**WORK ITEM**.
Only the lines holding the string "carpeted" are needed; copy each of them from the data.

**AVAILABLE DATA**.
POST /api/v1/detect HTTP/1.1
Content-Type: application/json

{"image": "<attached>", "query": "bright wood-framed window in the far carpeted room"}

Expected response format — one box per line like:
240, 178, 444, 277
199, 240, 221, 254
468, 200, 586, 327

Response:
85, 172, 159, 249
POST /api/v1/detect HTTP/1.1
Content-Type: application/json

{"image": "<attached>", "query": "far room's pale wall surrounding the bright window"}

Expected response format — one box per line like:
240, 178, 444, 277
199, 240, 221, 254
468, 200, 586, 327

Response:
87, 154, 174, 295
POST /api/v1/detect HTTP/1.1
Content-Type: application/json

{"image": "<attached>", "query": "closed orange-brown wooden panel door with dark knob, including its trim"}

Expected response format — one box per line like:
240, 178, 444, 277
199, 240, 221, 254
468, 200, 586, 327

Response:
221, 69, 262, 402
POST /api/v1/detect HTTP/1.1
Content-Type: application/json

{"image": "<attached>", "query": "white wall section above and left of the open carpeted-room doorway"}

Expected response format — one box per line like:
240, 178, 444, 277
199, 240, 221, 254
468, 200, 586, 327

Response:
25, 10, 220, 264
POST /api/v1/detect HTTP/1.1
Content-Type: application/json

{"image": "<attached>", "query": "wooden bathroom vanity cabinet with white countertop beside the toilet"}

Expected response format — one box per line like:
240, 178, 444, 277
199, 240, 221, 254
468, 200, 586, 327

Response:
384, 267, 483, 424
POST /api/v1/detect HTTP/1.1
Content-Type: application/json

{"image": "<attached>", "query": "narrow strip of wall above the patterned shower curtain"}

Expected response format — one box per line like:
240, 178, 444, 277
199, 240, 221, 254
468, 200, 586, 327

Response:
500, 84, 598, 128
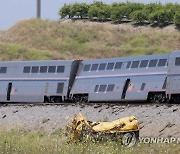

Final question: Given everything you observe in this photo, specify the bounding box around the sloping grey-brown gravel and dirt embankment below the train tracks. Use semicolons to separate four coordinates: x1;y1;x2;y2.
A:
0;104;180;137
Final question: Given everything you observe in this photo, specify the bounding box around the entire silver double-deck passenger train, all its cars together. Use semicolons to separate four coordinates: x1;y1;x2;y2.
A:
0;51;180;103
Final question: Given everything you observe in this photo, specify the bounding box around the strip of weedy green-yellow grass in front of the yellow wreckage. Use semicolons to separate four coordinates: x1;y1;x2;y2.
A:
0;129;180;154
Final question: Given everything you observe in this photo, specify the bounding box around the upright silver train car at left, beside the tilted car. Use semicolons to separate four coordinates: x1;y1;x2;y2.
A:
0;60;79;102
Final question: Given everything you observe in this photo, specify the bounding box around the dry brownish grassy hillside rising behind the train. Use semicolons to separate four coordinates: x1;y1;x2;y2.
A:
0;19;180;59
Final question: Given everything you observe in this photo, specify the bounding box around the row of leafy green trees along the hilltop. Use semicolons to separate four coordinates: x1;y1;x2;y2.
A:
59;1;180;28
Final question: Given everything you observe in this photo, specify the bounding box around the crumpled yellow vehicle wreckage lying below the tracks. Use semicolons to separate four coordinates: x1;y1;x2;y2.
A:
67;113;139;141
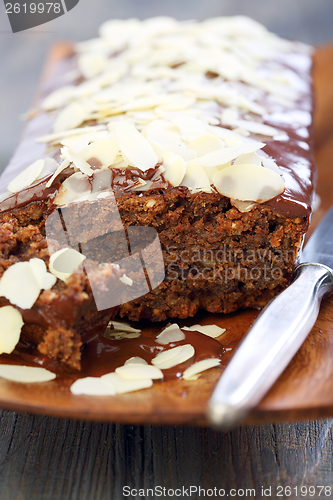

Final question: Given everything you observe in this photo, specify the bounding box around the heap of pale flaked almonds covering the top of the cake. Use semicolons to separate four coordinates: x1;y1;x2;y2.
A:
35;16;311;202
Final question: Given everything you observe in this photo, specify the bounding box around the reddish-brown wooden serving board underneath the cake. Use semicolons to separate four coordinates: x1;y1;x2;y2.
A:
0;44;333;425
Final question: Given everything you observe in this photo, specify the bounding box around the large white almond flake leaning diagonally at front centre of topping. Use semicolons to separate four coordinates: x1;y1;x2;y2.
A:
116;123;158;172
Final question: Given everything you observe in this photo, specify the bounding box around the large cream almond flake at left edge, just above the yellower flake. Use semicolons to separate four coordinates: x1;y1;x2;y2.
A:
0;262;41;309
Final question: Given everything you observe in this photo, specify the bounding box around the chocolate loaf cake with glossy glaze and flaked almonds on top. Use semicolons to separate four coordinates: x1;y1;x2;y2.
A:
0;17;314;369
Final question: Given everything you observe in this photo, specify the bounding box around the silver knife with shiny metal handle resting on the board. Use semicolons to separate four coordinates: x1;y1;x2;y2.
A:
207;207;333;430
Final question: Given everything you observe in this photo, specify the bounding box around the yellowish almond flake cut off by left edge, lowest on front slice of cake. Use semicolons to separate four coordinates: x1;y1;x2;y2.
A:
0;306;24;356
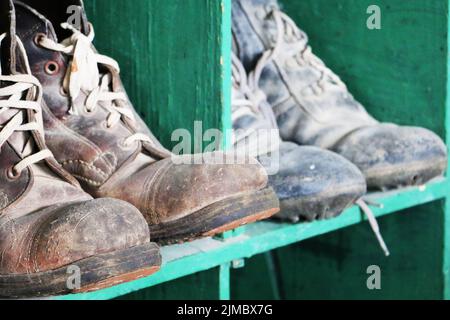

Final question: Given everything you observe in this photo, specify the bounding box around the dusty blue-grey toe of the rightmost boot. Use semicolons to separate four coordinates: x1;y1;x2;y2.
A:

**RESULT FOR THIS TASK**.
{"image": "<attached>", "query": "bright wood-framed window in the far carpeted room"}
{"image": "<attached>", "query": "white wall section above and left of the open carpeted-room doorway"}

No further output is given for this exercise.